> **PROBLEM REQUIREMENTS**: Count the lines in the material below that contain the word "gravel", and reply with only the number.

> **RECORDED DATA**:
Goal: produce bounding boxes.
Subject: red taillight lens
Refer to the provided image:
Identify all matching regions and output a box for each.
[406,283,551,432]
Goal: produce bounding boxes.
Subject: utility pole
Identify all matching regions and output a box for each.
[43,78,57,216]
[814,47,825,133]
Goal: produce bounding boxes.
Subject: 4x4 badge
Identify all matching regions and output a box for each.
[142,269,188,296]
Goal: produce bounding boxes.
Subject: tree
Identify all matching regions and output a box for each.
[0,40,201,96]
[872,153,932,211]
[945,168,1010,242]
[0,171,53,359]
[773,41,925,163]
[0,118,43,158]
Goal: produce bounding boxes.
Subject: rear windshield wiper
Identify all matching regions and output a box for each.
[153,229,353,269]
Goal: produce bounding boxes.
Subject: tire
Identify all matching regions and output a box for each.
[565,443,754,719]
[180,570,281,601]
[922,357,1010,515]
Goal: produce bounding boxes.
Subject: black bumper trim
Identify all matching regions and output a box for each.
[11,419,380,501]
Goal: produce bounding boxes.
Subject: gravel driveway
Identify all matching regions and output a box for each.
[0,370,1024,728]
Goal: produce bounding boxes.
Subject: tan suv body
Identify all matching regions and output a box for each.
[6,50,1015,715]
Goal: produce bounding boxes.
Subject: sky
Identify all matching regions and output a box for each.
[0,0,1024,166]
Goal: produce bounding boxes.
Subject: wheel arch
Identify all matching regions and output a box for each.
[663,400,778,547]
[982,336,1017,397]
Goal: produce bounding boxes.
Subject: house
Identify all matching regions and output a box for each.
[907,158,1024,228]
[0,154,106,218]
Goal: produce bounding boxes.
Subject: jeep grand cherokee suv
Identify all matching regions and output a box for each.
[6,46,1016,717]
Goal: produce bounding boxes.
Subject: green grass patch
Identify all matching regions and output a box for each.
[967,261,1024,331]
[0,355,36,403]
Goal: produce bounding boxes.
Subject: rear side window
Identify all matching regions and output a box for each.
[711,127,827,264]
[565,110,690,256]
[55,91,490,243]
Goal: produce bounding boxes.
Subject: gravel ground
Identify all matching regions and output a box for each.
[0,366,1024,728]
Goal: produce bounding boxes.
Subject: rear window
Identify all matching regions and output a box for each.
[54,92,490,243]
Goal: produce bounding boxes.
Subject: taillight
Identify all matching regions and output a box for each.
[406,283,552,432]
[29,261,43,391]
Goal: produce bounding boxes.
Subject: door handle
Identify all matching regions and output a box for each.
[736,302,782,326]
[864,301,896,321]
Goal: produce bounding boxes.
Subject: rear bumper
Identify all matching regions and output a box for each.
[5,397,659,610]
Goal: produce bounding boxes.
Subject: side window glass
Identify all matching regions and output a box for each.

> **OUTPUT FOR THIS TASK**: 2